[Raw records]
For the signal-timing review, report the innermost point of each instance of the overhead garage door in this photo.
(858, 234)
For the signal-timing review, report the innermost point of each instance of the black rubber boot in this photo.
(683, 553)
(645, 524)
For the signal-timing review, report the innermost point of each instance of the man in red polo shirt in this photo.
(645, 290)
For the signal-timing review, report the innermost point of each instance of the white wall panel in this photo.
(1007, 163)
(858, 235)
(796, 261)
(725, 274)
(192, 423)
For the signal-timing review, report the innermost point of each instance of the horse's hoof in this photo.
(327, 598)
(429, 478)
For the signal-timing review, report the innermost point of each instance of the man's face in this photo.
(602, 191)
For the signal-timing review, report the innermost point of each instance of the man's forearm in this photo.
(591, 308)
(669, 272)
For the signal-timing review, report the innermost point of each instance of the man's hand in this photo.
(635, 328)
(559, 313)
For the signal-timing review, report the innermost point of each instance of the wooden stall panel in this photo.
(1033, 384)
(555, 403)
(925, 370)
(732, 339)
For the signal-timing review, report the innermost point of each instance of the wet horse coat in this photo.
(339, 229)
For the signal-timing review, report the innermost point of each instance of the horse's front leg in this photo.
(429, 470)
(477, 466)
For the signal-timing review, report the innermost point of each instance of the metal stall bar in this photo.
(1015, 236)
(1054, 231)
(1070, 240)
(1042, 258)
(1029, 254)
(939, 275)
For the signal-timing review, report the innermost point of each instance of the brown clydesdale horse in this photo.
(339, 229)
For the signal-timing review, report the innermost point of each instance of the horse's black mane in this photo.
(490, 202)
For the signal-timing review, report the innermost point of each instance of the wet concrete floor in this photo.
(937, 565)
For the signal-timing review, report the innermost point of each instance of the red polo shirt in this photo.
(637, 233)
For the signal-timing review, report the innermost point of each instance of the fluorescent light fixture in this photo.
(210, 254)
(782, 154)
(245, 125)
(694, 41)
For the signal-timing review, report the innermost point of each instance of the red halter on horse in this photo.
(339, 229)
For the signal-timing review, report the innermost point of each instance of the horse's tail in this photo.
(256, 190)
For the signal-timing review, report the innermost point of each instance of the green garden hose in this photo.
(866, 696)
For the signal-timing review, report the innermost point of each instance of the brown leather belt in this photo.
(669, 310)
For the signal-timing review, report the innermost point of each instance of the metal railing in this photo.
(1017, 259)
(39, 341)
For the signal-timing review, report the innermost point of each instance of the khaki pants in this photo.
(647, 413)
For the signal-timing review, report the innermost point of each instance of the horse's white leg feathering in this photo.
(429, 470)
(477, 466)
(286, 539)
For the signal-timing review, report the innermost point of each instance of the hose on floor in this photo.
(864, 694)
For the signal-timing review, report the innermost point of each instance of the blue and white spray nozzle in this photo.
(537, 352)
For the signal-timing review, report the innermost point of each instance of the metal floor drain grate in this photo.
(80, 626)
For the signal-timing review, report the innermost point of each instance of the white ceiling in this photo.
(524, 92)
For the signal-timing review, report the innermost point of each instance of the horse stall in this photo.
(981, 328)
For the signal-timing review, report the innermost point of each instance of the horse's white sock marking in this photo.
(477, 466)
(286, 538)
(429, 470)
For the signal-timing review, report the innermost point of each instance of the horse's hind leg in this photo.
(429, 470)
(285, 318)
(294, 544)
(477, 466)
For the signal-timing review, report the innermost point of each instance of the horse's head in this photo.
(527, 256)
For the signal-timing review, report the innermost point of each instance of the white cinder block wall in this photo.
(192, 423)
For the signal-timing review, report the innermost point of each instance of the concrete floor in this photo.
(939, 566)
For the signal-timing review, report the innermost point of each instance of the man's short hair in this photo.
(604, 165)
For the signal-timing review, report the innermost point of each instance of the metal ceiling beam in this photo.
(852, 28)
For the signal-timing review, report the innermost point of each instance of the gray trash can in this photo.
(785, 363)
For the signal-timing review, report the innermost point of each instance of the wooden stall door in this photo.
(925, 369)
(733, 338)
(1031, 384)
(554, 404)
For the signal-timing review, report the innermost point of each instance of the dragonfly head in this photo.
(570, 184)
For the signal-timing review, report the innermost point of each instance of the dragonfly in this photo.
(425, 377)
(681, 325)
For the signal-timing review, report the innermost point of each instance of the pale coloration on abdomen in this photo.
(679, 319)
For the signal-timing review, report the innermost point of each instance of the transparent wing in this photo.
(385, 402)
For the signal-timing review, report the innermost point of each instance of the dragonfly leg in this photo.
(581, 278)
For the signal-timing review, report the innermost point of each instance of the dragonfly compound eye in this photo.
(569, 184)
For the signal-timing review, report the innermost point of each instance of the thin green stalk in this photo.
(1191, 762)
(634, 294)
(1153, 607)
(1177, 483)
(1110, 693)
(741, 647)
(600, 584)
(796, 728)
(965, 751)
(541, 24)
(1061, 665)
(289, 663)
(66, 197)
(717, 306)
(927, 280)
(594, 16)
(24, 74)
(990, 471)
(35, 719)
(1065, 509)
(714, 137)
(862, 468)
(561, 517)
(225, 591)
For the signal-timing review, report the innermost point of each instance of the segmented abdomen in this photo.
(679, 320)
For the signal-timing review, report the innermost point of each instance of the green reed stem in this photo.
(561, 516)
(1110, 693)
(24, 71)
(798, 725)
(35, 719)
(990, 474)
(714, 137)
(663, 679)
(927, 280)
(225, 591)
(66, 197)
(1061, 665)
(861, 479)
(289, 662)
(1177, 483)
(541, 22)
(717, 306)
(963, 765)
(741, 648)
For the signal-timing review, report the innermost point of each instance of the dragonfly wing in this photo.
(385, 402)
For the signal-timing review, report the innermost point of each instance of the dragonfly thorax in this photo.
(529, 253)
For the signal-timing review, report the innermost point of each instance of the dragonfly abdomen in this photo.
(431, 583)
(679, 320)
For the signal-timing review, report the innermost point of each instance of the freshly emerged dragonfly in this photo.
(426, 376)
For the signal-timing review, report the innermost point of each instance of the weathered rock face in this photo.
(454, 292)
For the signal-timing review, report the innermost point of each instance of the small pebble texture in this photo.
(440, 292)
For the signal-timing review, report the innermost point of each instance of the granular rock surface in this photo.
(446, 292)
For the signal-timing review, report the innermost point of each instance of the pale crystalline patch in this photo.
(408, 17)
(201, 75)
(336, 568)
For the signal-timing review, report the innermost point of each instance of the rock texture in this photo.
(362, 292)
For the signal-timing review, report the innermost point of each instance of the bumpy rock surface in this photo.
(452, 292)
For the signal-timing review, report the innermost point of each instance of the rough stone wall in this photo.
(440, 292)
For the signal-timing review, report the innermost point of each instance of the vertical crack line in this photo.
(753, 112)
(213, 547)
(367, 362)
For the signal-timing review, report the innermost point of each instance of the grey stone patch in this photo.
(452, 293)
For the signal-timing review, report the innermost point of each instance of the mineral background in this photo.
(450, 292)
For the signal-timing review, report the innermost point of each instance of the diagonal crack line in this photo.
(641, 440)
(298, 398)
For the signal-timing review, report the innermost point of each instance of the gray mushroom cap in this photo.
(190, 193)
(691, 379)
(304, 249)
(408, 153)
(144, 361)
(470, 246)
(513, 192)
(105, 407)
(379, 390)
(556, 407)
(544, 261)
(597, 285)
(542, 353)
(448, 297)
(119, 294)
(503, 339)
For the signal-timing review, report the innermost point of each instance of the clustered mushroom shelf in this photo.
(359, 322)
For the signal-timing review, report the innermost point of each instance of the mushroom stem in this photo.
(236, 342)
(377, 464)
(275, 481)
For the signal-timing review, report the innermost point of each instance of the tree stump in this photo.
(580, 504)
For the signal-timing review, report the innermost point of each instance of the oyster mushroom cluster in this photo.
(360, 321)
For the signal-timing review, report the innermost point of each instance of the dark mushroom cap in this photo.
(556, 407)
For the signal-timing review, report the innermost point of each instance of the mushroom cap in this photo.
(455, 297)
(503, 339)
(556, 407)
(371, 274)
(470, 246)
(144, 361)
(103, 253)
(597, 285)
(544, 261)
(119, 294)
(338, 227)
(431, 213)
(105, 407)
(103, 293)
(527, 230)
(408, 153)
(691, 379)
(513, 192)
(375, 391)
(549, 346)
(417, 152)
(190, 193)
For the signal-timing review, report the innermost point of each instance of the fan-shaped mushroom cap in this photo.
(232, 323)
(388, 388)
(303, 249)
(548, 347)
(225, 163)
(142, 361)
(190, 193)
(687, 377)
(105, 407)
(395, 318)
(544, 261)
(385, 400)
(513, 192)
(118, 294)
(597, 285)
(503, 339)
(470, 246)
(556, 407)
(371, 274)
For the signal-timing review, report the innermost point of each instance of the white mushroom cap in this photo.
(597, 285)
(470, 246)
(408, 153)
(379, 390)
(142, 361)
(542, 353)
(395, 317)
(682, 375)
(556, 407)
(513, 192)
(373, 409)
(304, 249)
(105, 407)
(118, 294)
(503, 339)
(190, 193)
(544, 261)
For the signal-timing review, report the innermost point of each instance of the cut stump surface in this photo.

Instructions for the task = Only the lines from the one with "stump in this photo." through the end of the material are wanted; copy them exactly, both ends included.

Complete answer =
For the signal-timing review, report the innermost point of each instance of the tree stump in this photo.
(580, 504)
For the signal-timing review, report the innermost point of each instance of the oyster mushroom cluster in this photo.
(360, 321)
For the signal-timing review, report the innermost point of each instance of the dark mushroom cap in this photo.
(556, 407)
For the signal-timing review, report the innermost point of each instance of the mushroom cap in this photo.
(455, 297)
(503, 339)
(556, 407)
(371, 274)
(470, 246)
(144, 361)
(103, 253)
(597, 285)
(544, 261)
(119, 294)
(338, 227)
(431, 213)
(105, 407)
(103, 293)
(527, 230)
(408, 153)
(691, 379)
(513, 192)
(375, 391)
(549, 346)
(417, 152)
(190, 193)
For the signal-timing review, report the innermost point of each instance of the fan-shaped mushroom cap in this photo.
(232, 323)
(388, 388)
(303, 249)
(548, 347)
(225, 163)
(142, 361)
(190, 193)
(687, 377)
(105, 407)
(395, 318)
(544, 261)
(385, 400)
(513, 192)
(118, 294)
(597, 285)
(503, 339)
(470, 246)
(556, 407)
(371, 274)
For the signal-timing review, report the innermost point of each instance of the white mushroom cap in this photo.
(597, 285)
(470, 246)
(408, 153)
(379, 390)
(142, 361)
(542, 353)
(395, 317)
(682, 375)
(556, 407)
(513, 192)
(373, 409)
(304, 249)
(105, 407)
(118, 294)
(503, 339)
(190, 193)
(544, 261)
For the signal-timing review, report the innermost point of each instance of the cut stump surface in this photo.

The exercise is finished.